**What needs to be done**
Write out the rows again from the start up to and including the line with "point(142, 402)", requests and all, with every point coordinate in the answers scaled by 1.8 and rounded to a whole number, halves going up. Leave the pictures out.

**Image location labeling entries**

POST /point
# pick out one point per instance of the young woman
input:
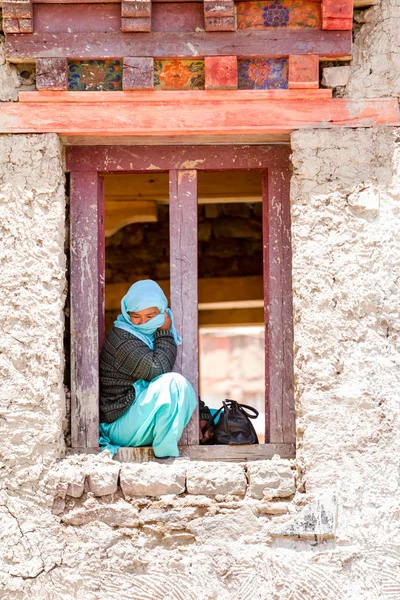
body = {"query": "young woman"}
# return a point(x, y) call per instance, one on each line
point(142, 402)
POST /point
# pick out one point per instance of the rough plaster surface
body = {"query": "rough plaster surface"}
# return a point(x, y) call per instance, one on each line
point(337, 539)
point(375, 68)
point(346, 265)
point(11, 80)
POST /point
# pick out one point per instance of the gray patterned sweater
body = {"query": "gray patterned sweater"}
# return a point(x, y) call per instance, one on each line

**Correct answer**
POST /point
# pick out one point per instance of the young woman
input:
body = {"query": "young woman"}
# return a point(x, y) call per instance, one on each line
point(256, 724)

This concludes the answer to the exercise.